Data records
|---|

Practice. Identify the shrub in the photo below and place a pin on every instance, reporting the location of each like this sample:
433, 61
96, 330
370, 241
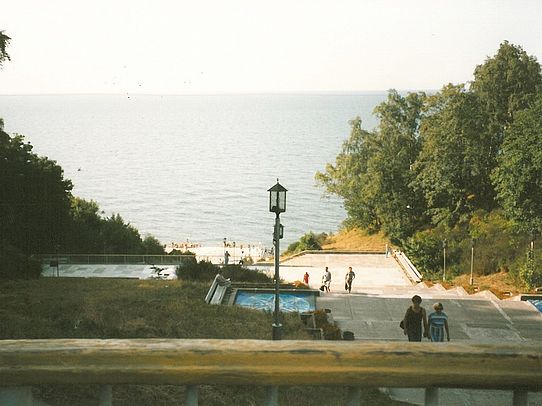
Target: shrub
15, 265
310, 241
531, 271
425, 250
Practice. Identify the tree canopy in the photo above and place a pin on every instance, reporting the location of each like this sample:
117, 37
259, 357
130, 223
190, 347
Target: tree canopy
438, 165
4, 42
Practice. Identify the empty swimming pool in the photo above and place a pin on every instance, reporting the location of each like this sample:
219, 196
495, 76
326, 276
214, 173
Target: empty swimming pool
290, 301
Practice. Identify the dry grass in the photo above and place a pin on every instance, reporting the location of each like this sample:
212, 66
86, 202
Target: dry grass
501, 284
356, 239
116, 308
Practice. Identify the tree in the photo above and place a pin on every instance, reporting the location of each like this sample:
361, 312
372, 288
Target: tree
396, 146
347, 177
35, 198
120, 237
152, 246
4, 42
506, 83
518, 177
452, 172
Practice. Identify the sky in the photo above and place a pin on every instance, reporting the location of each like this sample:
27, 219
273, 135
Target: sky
253, 46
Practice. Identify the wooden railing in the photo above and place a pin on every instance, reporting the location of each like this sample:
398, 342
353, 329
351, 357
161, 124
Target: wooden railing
268, 363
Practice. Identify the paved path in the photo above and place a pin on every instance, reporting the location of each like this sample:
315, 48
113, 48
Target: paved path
372, 270
380, 297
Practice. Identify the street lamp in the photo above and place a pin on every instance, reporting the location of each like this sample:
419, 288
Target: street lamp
471, 261
277, 205
444, 243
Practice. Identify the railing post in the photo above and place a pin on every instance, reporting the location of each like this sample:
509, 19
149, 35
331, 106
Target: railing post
353, 396
431, 397
19, 395
520, 398
106, 395
272, 397
191, 395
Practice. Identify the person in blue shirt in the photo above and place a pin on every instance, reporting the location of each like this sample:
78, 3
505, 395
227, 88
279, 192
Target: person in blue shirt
438, 324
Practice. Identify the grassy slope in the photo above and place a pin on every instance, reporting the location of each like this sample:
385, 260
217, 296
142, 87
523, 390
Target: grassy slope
355, 239
101, 308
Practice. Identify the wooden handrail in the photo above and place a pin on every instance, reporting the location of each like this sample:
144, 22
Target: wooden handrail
258, 362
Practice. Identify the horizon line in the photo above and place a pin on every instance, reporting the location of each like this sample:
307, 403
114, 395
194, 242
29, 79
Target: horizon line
256, 93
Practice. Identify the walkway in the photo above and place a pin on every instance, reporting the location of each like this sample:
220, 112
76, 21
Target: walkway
380, 296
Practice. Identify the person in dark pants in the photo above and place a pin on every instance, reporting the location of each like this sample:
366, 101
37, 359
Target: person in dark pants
348, 279
414, 317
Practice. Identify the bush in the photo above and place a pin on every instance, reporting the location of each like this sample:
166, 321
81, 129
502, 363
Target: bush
309, 241
531, 271
206, 271
15, 265
425, 250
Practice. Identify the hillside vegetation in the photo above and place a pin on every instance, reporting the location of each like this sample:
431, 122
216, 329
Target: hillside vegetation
106, 308
459, 169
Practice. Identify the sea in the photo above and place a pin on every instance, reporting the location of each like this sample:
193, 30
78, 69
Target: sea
196, 168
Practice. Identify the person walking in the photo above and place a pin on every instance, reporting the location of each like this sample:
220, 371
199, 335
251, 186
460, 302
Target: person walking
414, 317
326, 279
348, 279
438, 323
306, 278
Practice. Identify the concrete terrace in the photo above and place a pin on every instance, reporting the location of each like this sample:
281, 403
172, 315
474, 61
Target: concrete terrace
380, 296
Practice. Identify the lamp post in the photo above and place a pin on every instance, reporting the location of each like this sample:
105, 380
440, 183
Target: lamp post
277, 205
444, 243
471, 261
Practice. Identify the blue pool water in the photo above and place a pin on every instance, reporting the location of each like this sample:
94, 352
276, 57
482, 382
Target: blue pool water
289, 302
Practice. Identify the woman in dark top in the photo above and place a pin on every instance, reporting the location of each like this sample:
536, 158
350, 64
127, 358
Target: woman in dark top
412, 323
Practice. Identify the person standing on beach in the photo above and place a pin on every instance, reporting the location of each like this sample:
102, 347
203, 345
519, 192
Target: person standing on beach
348, 279
326, 279
412, 322
306, 278
438, 323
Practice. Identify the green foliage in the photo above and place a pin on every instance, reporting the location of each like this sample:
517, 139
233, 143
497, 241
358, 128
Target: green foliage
463, 162
35, 198
90, 232
451, 171
15, 265
192, 270
424, 249
152, 246
518, 179
4, 42
531, 271
506, 84
309, 241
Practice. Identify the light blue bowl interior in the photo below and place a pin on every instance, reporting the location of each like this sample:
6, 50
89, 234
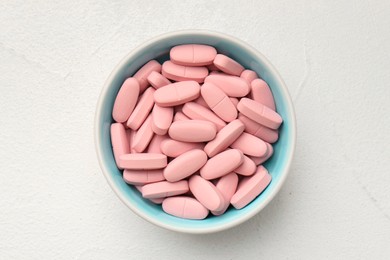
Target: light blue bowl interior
250, 59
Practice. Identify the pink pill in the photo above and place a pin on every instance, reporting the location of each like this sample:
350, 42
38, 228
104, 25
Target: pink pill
161, 119
206, 193
232, 86
247, 168
250, 189
185, 165
142, 110
125, 100
225, 137
183, 73
185, 207
164, 189
142, 74
262, 93
228, 65
259, 113
143, 136
120, 144
177, 93
222, 164
250, 145
173, 148
198, 112
157, 80
192, 131
251, 127
227, 185
219, 102
140, 177
249, 75
193, 55
143, 161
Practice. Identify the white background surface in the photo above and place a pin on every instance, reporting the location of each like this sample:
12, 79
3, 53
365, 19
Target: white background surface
54, 59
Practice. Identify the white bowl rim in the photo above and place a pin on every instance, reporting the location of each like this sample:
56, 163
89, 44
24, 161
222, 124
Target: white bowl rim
290, 110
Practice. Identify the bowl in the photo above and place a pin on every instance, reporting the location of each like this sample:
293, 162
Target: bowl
158, 48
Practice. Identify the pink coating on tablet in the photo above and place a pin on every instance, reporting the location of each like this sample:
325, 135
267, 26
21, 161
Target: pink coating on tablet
225, 137
142, 110
119, 142
259, 113
185, 207
176, 72
262, 93
249, 75
177, 93
155, 143
219, 102
222, 164
157, 80
228, 65
250, 145
250, 189
143, 161
198, 112
185, 165
125, 100
251, 127
192, 131
247, 168
161, 119
173, 148
142, 74
164, 189
232, 86
179, 116
227, 185
206, 193
143, 136
141, 177
193, 54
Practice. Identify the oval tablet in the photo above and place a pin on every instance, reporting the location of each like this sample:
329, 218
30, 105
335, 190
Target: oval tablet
193, 54
164, 189
184, 165
250, 145
173, 148
198, 112
231, 85
219, 102
262, 93
225, 137
142, 110
140, 177
249, 189
140, 161
206, 193
125, 100
161, 119
227, 185
142, 74
157, 80
184, 207
176, 72
177, 93
228, 65
192, 131
259, 113
222, 164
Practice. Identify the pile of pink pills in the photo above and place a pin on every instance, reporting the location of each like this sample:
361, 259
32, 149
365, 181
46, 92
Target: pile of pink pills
192, 134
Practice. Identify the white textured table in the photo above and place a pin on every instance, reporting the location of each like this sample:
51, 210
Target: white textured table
54, 59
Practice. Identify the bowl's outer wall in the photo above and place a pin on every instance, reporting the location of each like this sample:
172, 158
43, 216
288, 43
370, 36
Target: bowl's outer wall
277, 166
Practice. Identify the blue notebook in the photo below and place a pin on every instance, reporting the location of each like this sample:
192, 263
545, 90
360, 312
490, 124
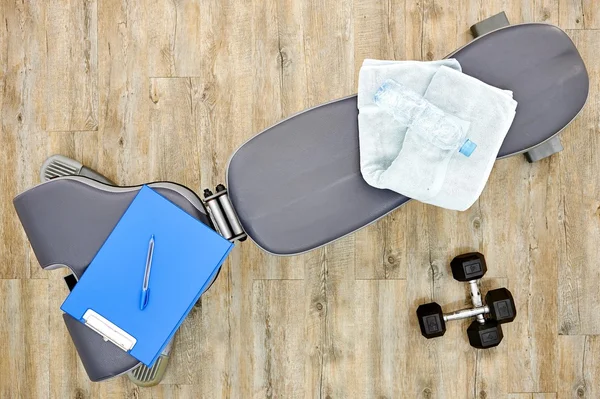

|---|

What to work on: Gather every line of the records above that contains the word "water", treating uppercase and lowercase as different.

Problem solution:
Practice. Identify the blue pool water in the photo above and place a pin on every instance, reporting the location of each like this sample:
Target: blue pool water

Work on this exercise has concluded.